## start

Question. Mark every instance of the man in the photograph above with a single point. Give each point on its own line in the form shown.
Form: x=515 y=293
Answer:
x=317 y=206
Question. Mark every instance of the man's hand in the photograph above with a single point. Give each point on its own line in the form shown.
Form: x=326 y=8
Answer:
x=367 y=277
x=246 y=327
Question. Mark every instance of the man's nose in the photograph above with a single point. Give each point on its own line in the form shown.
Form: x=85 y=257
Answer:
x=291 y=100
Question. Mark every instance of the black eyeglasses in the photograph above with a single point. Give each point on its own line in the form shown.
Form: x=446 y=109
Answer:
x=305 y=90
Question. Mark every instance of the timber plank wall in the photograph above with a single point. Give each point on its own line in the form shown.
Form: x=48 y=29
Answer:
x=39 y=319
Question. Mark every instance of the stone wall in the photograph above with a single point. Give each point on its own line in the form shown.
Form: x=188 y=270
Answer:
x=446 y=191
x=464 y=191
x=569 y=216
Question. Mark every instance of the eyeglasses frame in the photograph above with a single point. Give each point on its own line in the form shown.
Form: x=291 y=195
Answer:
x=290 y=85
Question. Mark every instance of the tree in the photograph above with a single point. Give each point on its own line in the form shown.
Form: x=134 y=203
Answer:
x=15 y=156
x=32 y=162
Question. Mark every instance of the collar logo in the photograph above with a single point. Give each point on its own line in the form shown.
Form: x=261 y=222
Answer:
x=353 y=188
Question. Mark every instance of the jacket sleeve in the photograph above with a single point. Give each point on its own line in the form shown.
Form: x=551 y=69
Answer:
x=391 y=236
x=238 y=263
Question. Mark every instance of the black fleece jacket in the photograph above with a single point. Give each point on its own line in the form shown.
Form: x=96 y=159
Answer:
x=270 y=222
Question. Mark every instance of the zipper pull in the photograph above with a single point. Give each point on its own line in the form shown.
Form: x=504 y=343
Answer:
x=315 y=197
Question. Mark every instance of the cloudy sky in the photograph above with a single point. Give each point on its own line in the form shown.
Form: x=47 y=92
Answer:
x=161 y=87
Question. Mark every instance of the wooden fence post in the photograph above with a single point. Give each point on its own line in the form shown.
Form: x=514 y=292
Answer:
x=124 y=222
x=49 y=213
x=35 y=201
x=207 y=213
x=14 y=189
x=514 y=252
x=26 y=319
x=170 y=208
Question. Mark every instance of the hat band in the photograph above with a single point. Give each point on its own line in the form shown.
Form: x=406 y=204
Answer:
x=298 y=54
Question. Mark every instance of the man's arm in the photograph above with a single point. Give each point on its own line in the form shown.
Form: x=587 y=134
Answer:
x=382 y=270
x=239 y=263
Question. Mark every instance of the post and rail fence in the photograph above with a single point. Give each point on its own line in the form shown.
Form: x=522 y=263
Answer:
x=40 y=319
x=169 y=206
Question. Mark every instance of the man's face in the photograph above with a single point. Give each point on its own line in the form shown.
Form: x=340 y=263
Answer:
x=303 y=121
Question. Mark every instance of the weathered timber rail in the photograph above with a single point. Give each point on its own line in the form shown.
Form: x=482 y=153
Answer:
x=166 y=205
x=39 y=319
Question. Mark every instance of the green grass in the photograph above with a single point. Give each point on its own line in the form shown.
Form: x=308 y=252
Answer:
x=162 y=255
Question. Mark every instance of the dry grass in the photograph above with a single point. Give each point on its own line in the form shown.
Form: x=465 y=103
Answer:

## end

WRITTEN PROBLEM: Transcribe all of the data above line for line, with no changes.

EXERCISE ANSWER:
Question. Mark every instance of the man in the photograph above with a single point. Give each point on its own line in the form shown.
Form: x=515 y=293
Answer:
x=317 y=206
Question. Mark every instance of the man's hand in the photograph above with a single point. Give each point on its own line in the form shown.
Form: x=326 y=8
Answer:
x=367 y=277
x=246 y=327
Question. Mark every instance of the man's nose in the photograph above with a single point. Give each point on its own line in the form shown.
Form: x=85 y=257
Answer:
x=291 y=100
Question. Mark every instance of the black eyeglasses in the photograph above with a single point. Give each point on its own line in the form shown.
Form: x=446 y=109
Answer:
x=305 y=90
Question. Mark every instance of the timber plank wall in the photograph above with a single point. Give each point on its own line in the form shown.
Form: x=48 y=29
Answer:
x=39 y=319
Question. Mark every instance of the stone wall in the photograph above with a single point. Give each point on its own line in the form shown.
Form: x=188 y=270
Answer:
x=446 y=191
x=464 y=191
x=569 y=216
Question. Mark every instance of the eyeglasses frame in the photograph above with a single point. Give each point on its own line in the form shown.
Form: x=291 y=195
Answer:
x=290 y=85
Question. Mark every instance of the tree in the photograph above with a single point. Give each point on its own line in the form shown.
Form: x=134 y=203
Answer:
x=15 y=156
x=32 y=162
Question. Mark every instance of the collar logo in the photograph above with a single point. Give each point on its own line in the form shown.
Form: x=261 y=222
Answer:
x=353 y=188
Question. Mark every instance of the jacket sleeve in the photograph above with a single point. Give each point on its own line in the form shown.
Form: x=551 y=69
Answer:
x=391 y=236
x=238 y=263
Question. Mark every instance of the black fleece jacket in the photograph above with a single point. Give each point on its own line in the form shown.
Form: x=96 y=159
Answer:
x=270 y=222
Question. Mark every instance of the zipper pull in the photograph above with a single point. Give each point on its own line in the form shown.
Form: x=504 y=343
Answer:
x=315 y=197
Question. Mark every instance of the cloudy sky in the photograph above with a single point. Give each point on its own line in the form shown.
Form: x=47 y=92
Answer:
x=161 y=87
Question. Mark every instance of the wooden fence post in the photograph above with a single point. Give each point on its own line in the form shown.
Form: x=514 y=292
Answer:
x=124 y=222
x=49 y=213
x=35 y=201
x=207 y=213
x=14 y=189
x=514 y=252
x=26 y=319
x=170 y=208
Question. Mark every instance of the hat band in the photograph above with a single point. Give each point on its own line in the form shown.
Form: x=406 y=204
Answer:
x=298 y=54
Question. Mark every instance of the man's arm in the photograph above with a single point. Give each point on its own line in the form shown.
Form: x=587 y=134
Answer:
x=382 y=270
x=239 y=263
Question. Mark every instance of the post and rail fence in the photograph above with a single point. Give each point on its own line in the form shown.
Form: x=522 y=263
Answer:
x=40 y=319
x=169 y=206
Question. Mark every instance of the man's face in the photograph above with a single point. Give each point on its own line in the form shown.
Form: x=340 y=263
Answer:
x=303 y=121
Question. Mark every instance of the weathered timber rail in the photograph above with a single point. Give each point on its own line in the form shown.
Form: x=482 y=153
Answer:
x=166 y=205
x=39 y=319
Question. Mark every instance of the green grass in the photograph above with a single point. Give each point on its own line in the form shown.
Form: x=308 y=252
Answer:
x=162 y=255
Question. Mark every instance of the dry grass in the photograph above with a single point. Give each point on its own line in the form shown.
Form: x=465 y=103
Answer:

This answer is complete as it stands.